WORK TO COMPLETE: Only the lines from the start of the data to the line containing "TARGET = woman in red top", both included, should be output, exactly and without pictures.

SUPPLIED RECORDS Block Start

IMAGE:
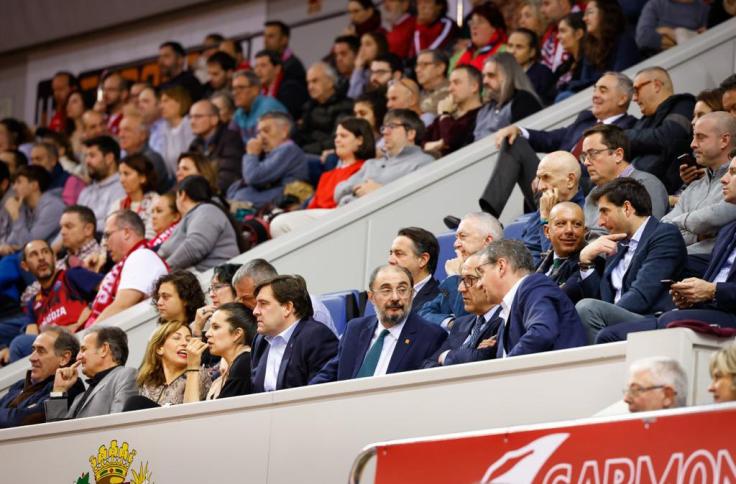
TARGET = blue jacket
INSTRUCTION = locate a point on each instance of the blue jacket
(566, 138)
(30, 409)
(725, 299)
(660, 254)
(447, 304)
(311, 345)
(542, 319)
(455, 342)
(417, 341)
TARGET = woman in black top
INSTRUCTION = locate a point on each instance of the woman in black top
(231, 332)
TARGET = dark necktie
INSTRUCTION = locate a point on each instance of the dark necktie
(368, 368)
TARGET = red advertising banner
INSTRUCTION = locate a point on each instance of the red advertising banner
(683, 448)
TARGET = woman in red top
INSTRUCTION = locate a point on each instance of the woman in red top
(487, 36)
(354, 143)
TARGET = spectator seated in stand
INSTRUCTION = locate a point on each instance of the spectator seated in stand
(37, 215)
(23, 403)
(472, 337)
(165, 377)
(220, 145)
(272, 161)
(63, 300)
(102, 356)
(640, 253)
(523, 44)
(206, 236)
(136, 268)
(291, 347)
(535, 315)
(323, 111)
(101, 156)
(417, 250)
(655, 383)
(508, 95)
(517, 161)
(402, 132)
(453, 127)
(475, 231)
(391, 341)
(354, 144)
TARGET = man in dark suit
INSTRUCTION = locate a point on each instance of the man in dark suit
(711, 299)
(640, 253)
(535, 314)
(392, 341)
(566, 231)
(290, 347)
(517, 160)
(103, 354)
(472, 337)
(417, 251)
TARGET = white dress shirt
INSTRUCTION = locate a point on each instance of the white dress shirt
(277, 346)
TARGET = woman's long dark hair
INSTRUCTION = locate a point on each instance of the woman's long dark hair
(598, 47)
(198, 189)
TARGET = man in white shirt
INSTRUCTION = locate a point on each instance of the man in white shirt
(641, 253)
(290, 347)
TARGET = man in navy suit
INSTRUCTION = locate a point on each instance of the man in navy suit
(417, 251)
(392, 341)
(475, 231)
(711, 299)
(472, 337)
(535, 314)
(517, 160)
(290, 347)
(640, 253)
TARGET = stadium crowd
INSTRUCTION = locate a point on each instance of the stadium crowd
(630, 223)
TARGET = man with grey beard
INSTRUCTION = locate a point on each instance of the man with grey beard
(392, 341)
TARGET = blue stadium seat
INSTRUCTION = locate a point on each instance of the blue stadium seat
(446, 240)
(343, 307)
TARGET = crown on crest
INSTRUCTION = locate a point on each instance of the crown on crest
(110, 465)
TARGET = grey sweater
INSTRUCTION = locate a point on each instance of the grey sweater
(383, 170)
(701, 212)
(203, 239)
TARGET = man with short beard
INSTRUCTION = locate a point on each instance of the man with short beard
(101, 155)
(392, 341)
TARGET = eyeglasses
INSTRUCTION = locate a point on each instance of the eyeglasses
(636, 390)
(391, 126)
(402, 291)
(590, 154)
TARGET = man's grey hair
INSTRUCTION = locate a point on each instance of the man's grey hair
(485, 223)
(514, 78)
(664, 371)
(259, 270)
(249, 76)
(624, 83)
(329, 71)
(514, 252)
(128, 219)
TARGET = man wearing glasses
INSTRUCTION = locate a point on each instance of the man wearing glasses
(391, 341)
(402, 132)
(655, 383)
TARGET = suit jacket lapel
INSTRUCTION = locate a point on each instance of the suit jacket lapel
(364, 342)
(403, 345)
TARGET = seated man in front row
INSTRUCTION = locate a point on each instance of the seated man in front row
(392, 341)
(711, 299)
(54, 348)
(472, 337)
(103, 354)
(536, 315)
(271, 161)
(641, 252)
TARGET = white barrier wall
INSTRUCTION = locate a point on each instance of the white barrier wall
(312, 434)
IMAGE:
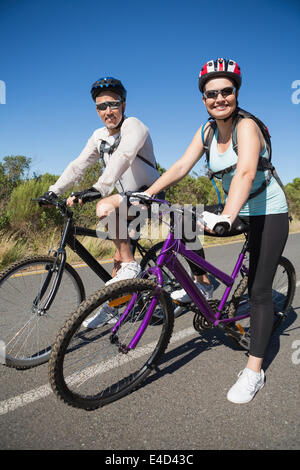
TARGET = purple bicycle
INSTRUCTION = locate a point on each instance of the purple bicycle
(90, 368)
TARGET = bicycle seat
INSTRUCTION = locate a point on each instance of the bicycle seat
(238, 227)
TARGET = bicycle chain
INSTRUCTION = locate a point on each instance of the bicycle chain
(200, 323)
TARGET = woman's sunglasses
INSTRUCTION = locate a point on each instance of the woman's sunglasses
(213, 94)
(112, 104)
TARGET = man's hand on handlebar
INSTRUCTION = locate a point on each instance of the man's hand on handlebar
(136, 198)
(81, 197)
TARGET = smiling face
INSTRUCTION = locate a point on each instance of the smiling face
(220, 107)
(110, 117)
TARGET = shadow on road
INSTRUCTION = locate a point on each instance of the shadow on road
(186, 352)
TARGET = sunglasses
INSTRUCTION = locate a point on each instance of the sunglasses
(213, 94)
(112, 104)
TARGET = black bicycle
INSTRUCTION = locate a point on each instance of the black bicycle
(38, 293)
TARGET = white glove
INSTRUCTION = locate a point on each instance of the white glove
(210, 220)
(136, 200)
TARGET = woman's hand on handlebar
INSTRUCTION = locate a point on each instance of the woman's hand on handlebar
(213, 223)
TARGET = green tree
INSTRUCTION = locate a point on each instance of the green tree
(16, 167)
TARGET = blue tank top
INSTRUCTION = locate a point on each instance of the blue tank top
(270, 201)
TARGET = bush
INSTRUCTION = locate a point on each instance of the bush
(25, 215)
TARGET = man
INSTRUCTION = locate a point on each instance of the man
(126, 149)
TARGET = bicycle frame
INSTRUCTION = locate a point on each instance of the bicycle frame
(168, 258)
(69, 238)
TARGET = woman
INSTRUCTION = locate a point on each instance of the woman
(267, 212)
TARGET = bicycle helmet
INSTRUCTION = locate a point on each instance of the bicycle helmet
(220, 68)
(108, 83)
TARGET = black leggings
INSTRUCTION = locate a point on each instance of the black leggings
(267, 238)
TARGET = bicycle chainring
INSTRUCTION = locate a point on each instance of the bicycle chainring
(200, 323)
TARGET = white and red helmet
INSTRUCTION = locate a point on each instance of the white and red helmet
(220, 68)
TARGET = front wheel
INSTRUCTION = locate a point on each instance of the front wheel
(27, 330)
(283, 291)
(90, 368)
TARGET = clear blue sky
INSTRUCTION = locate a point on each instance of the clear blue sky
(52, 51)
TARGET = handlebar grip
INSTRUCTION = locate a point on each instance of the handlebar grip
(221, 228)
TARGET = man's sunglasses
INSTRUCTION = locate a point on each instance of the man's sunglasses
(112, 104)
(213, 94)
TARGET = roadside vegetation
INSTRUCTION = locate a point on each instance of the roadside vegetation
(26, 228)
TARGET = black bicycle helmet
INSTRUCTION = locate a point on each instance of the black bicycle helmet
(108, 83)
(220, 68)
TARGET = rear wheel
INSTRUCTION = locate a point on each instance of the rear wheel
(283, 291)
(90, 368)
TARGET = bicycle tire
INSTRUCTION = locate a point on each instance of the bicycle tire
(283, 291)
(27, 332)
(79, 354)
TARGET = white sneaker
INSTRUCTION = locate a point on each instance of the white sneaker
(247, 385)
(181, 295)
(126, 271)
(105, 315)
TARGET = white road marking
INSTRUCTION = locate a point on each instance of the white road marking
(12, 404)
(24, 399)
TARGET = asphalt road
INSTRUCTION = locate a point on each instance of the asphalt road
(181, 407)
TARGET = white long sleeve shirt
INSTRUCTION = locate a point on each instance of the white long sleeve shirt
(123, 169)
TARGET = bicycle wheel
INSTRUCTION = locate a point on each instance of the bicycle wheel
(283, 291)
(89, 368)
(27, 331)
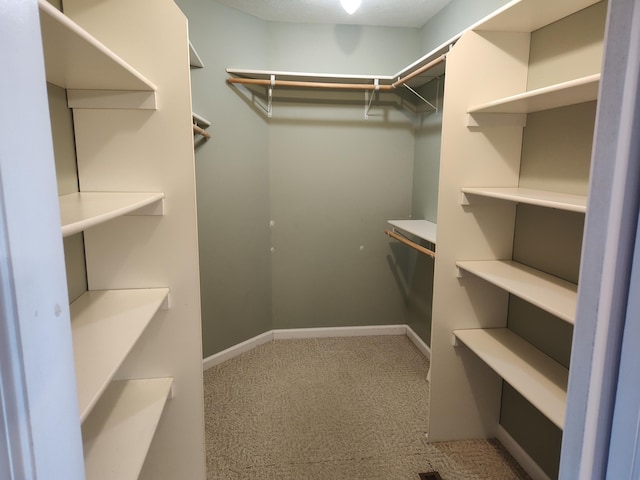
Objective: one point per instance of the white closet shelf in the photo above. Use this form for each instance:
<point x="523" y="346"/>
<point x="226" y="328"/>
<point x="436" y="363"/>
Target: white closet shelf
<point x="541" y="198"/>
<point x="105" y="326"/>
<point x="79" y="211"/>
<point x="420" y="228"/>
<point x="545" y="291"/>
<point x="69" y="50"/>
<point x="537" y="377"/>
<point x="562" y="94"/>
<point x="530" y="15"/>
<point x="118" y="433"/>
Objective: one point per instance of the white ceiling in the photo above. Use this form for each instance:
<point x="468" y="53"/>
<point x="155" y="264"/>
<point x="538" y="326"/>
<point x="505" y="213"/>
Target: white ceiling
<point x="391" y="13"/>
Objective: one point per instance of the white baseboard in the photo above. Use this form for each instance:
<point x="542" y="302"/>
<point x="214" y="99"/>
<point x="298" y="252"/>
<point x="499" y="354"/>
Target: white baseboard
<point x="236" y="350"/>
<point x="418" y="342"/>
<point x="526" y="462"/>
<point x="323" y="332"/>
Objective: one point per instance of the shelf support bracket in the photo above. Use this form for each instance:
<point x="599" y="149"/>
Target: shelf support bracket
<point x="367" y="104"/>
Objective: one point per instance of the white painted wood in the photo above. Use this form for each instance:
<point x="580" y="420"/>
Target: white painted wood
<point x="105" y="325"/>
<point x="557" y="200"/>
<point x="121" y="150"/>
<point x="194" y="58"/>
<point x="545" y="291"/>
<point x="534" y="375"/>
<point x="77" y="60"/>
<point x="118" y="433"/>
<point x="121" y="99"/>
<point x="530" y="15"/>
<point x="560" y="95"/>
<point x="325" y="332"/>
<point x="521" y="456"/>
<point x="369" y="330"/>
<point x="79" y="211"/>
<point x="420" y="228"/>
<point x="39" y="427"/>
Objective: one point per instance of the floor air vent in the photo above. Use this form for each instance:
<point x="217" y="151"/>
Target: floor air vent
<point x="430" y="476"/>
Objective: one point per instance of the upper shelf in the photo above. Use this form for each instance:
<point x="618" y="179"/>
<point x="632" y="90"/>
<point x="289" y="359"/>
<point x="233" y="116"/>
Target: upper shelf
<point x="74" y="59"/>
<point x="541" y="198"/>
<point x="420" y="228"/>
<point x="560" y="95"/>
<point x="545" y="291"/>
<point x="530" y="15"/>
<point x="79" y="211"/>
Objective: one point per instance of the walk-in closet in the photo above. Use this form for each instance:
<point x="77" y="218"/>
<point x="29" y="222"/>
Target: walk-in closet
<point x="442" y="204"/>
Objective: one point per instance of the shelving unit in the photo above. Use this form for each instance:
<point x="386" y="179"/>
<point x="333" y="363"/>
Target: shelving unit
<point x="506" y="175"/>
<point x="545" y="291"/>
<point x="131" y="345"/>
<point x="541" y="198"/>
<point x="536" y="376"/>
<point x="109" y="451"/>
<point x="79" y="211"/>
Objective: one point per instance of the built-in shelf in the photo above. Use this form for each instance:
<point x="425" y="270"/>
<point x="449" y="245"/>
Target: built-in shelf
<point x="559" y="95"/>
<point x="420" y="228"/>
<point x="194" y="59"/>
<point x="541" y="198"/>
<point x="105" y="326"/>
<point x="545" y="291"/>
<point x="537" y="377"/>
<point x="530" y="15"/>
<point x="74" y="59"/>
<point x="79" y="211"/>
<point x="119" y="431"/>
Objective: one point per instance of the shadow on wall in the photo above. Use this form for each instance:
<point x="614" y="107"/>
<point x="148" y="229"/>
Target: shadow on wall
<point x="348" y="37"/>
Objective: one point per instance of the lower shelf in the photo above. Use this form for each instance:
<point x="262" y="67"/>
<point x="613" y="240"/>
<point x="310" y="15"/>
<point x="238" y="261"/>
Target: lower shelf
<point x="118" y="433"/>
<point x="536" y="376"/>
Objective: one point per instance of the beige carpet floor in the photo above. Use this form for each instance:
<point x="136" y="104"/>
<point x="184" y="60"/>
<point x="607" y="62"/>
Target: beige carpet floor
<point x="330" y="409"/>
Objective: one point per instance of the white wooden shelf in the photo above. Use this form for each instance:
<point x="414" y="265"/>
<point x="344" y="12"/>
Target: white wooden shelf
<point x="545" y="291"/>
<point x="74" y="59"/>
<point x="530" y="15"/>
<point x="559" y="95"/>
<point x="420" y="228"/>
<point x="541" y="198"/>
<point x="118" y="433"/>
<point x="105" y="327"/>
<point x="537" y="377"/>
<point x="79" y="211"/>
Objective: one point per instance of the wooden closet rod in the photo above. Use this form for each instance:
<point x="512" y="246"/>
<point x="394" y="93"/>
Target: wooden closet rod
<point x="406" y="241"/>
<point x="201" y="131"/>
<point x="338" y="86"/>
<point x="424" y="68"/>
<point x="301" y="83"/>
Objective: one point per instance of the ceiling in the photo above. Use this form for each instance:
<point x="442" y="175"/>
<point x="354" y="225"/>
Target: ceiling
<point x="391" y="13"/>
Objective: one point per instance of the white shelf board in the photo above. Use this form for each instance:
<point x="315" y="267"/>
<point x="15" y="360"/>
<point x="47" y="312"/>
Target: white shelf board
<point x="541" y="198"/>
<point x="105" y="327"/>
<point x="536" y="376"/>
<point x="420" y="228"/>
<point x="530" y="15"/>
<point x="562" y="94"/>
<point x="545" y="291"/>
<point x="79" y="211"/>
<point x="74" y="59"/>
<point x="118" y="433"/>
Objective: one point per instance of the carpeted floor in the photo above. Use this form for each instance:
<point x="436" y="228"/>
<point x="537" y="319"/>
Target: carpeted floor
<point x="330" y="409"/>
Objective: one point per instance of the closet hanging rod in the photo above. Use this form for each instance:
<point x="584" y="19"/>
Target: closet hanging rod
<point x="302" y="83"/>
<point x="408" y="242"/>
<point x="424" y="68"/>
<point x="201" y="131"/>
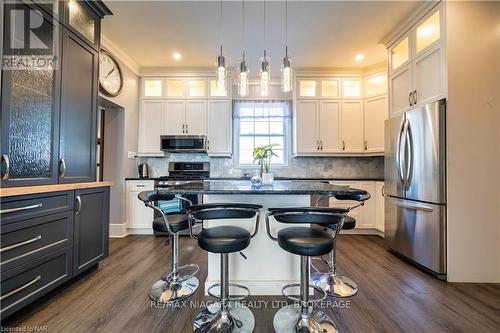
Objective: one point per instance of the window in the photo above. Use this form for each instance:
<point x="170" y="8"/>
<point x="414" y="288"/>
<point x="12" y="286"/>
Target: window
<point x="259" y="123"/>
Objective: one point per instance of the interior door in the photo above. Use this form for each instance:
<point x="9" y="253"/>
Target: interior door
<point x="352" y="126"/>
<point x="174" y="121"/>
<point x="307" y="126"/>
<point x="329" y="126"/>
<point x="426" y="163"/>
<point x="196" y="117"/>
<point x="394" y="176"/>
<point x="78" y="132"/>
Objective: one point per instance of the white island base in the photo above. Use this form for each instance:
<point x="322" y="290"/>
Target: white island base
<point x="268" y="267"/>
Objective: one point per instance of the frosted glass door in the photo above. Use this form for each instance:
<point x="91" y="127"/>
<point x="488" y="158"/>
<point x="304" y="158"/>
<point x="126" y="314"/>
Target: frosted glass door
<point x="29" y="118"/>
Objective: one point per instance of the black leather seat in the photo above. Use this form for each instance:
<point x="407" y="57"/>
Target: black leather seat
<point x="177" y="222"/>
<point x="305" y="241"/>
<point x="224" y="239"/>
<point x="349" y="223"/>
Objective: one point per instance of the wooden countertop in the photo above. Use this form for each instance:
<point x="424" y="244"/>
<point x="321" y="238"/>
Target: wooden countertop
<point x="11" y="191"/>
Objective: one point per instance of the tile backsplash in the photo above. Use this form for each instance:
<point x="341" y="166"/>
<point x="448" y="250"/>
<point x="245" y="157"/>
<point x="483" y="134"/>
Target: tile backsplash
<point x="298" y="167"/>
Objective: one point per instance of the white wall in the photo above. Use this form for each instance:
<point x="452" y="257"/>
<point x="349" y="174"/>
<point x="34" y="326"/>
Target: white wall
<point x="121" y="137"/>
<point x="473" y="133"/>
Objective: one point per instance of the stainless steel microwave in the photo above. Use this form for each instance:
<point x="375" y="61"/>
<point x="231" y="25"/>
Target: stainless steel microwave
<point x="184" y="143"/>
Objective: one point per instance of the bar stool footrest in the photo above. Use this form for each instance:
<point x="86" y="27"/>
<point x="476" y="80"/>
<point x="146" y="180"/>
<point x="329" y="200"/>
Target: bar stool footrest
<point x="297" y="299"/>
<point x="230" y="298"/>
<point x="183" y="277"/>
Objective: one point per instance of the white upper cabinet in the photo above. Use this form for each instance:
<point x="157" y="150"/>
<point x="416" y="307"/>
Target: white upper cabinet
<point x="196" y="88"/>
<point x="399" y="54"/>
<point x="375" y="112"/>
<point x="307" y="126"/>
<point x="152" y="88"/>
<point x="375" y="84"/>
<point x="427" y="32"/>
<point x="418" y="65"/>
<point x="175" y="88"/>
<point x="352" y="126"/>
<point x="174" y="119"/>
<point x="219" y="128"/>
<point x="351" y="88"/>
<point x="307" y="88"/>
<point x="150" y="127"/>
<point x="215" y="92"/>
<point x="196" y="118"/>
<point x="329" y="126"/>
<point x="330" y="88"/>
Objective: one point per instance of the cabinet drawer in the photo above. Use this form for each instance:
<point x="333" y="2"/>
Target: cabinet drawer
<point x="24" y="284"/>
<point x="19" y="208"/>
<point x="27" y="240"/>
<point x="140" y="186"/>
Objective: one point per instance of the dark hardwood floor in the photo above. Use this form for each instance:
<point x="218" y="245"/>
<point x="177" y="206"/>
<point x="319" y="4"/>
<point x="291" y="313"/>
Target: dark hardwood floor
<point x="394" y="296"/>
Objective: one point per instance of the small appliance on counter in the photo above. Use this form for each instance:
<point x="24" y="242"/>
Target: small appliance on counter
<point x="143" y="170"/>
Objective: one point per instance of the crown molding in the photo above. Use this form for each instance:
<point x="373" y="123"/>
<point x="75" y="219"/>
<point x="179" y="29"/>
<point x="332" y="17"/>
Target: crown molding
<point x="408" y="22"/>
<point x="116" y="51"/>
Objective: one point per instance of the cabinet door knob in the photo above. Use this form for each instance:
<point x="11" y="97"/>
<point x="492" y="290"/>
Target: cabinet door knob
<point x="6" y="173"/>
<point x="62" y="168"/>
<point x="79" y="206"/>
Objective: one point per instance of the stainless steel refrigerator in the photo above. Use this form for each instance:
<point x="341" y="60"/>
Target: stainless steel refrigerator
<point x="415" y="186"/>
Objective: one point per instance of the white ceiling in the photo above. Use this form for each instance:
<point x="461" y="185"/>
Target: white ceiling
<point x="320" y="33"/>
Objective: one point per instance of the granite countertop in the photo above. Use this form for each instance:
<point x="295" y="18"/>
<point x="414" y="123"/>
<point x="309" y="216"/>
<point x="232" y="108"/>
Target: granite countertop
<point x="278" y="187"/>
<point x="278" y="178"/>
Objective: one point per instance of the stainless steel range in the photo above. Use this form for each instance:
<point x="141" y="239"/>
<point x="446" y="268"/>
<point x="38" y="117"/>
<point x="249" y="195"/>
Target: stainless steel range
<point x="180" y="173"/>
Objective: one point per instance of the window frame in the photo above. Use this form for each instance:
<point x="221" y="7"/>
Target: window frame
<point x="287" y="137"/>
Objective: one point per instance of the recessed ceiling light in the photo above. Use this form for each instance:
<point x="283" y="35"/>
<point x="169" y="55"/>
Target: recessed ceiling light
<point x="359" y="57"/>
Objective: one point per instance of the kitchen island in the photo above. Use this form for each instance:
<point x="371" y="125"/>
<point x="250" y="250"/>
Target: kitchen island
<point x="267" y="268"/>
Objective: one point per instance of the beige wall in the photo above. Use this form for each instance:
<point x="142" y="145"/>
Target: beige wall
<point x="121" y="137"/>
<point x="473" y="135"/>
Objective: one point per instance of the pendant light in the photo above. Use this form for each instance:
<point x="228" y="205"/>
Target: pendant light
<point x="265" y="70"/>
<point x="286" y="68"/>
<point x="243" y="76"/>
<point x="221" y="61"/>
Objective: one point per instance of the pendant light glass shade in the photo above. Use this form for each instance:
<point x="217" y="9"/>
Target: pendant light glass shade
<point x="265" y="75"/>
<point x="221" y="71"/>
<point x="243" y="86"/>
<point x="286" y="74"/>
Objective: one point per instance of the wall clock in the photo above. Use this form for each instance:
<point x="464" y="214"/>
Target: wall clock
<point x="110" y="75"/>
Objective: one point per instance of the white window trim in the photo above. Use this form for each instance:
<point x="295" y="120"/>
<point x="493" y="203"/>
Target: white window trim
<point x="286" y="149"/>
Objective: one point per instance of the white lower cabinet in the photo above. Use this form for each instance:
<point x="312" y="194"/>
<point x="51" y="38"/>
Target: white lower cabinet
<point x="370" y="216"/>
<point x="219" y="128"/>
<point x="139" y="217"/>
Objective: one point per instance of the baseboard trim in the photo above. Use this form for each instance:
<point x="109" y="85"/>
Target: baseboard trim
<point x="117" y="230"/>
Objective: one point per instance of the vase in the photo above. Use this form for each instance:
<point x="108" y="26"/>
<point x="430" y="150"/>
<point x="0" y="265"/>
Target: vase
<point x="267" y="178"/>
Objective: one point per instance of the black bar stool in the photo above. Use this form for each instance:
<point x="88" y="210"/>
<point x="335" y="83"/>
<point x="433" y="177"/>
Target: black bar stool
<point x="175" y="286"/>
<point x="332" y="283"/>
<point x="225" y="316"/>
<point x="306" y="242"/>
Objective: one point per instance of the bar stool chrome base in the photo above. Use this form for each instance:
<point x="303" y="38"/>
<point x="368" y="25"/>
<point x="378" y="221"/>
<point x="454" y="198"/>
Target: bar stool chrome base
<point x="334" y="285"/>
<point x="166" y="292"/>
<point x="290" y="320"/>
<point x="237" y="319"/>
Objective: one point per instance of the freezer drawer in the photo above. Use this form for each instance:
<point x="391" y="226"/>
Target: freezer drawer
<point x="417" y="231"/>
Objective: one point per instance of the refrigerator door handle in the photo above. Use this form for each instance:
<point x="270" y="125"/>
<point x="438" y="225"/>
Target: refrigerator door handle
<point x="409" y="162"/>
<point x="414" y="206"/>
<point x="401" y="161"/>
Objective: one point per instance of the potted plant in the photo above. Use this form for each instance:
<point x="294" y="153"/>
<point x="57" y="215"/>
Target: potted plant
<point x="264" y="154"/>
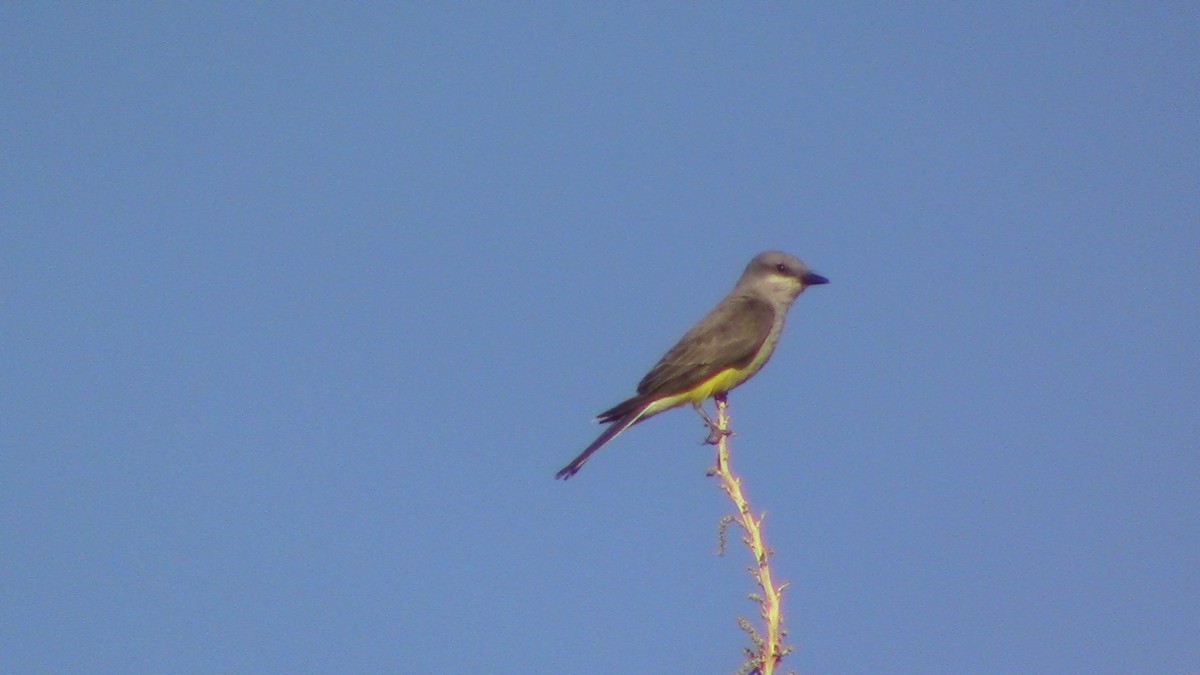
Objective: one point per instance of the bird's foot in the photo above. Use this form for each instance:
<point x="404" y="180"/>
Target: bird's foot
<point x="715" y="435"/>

SUPPLIED RECORDS Block End

RESPONSE TO THIS EXERCISE:
IMAGE:
TARGET = blue jacket
INSTRUCTION = locate a point on each instance of the blue jacket
(566, 138)
(30, 409)
(725, 299)
(660, 254)
(447, 304)
(311, 345)
(542, 319)
(455, 342)
(417, 341)
TARGET = woman in black top
INSTRUCTION = locate a point on each instance of the woman in black top
(231, 332)
TARGET = dark necktie
INSTRUCTION = locate a point on each instance of the dark necktie
(368, 368)
TARGET = red advertising banner
INSTRUCTION = locate a point on each instance of the red advertising banner
(683, 448)
TARGET = woman in red top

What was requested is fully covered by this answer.